**TASKS AND EXERCISES:**
1/ Answer these questions using the Craigslist scraper thread:
(a) Which pandas object does the original scraper build from its three lists before printing?
(b) What does Question 2 say craigslist is incredibly aggressive about?
(c) What type should the price be stored as instead of a string?
2/ In the Craigslist scraper thread, Question 3 advises leaving "baby-kid-stuff" out of the URL. Explain the reason it gives.

Scrape from Craigslist

Question 1

I'm new to Python and just started to learn about scraping and pandas library. Here is a little scraper I wrote. I'd like to know what's a professional code for this would look like. I have a sense my code has a lot of redundancy but I don't know where to improve.

import pandas as pd
from bs4 import BeautifulSoup as bs
import requests
url = 'https://vancouver.craigslist.org/d/baby-kid-stuff/search/baa'
html_file = requests.get(url)
soup = bs(html_file.text, 'lxml')
#print(soup.prettify())
postings = soup.find_all('li', class_ = 'result-row')
locations = list()
prices = list()
names = list()
for posting in postings:
 location = posting.find('span', class_ = 'result-hood').text
 price = posting.find('span', class_ = 'result-price').text
 name = posting.find('h3', class_= 'result-heading').text.strip()
 locations.append(location)
 prices.append(price)
 names.append(name)
list_of_tuples = list(zip(locations,prices,names))
df = pd.DataFrame(list_of_tuples, columns= ['locations', 'prices', 'names'])
print(df)

Question 2

As a warning, craigslist is incredibly aggressive about blocking scrapers.

Question 3

Don't hard-code your URL - slice it up into parameters accepted by a function
Omit the friendly baby-kid-stuff. There is a corresponding product category code, baa, that is more important to the requests and less redundant.
Pass a parse_only strainer to BeautifulSoup.
Move your code out of the global namespace.
Why are you using Pandas? Currently it seems to be just for printing; so don't use it at all; don't flatten your data. Keep it in well-typed structures.
Consider supporting sortation criteria, a query string, an enumeration for known product codes, a "sub-area" code (e.g. rch for Richmond), parametric category codes, and including the item URL and timestamp in your results.
Use a session to preserve cross-request cookies and set common headers.
Set semi-realistic browser-like request headers and cookies.
Use the response in a with, and check for failures via raise_for_status.
Do not leave your price as a string; make a Decimal.

Suggested

from dataclasses import dataclass
from datetime import datetime
from decimal import Decimal
from enum import Enum
from typing import Optional, Iterable
from bs4 import SoupStrainer, BeautifulSoup
from requests import Session
class Sort(Enum):
 TIME_DESC = 'date'
 PRICE_ASC = 'priceasc'
 PRICE_DESC = 'pricedesc'
 RELEVANT_DESC = 'rel'
class Category(Enum):
 ALL_FOR_SALE = 'sss'
 FURNITURE = 'fua'
 HOUSEHOLD = 'hsa'
 GENERAL = 'foa'
 BABY_KIDS = 'baa'
 HEALTH_BEAUTY = 'haa'
 # etc.

[Records from a data collection]

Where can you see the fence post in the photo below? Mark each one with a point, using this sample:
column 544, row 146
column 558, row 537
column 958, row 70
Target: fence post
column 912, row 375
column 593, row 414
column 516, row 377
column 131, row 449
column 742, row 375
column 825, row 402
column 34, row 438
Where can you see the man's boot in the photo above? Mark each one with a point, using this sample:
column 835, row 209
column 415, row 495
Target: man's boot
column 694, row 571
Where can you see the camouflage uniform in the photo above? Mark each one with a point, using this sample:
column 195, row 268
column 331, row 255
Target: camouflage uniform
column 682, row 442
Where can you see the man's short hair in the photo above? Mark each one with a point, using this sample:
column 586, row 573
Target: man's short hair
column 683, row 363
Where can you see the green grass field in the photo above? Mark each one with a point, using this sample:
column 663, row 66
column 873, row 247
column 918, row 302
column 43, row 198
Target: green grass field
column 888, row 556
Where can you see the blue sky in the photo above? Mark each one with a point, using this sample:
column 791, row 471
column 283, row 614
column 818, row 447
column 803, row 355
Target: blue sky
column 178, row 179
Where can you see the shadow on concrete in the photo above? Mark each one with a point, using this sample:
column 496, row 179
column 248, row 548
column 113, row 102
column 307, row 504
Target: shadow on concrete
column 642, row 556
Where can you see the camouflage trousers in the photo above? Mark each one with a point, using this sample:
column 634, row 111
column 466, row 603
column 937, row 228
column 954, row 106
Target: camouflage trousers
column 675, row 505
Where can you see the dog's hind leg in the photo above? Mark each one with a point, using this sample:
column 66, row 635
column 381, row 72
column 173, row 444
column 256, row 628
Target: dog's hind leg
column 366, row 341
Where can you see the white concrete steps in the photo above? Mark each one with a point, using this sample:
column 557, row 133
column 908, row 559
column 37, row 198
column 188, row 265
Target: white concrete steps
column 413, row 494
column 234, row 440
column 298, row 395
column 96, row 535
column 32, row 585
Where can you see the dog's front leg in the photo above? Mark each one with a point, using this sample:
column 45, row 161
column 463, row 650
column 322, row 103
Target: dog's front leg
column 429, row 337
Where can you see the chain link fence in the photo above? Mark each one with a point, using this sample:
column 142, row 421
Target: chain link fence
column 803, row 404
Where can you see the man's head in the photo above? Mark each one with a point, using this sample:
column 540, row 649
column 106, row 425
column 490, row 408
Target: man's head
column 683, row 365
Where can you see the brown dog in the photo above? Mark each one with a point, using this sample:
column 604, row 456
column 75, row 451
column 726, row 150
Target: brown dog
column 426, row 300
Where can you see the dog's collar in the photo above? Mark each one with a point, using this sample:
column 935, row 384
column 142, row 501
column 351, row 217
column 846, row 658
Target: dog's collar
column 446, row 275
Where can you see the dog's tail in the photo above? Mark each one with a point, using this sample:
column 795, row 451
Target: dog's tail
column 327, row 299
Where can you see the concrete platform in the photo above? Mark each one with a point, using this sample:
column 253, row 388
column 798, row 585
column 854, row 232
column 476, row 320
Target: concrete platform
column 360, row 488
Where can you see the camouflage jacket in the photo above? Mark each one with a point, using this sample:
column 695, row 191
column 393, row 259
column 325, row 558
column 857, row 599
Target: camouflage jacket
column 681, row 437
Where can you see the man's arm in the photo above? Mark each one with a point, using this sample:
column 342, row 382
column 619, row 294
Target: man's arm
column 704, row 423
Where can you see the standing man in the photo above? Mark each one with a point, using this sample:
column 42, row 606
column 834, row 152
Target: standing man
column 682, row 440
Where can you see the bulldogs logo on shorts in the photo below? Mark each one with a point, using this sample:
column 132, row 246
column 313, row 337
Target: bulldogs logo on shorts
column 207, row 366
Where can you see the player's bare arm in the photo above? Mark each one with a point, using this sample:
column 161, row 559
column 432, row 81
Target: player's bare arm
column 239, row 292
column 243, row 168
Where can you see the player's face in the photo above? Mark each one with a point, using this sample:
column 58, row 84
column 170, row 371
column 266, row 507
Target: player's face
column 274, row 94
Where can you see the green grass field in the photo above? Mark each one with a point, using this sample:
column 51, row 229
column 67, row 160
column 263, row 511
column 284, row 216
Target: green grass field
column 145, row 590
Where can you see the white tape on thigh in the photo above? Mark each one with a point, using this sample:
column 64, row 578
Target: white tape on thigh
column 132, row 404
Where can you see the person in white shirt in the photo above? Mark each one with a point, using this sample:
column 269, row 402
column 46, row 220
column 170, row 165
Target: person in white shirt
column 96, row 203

**PER-TASK OUTPUTS:**
1/
(a) A DataFrame, with the columns 'locations', 'prices' and 'names'.
(b) Blocking scrapers.
(c) A Decimal.

2/ The part "baby-kid-stuff" is only a friendly label. The matching product category code, baa, matters more to the requests and is less redundant.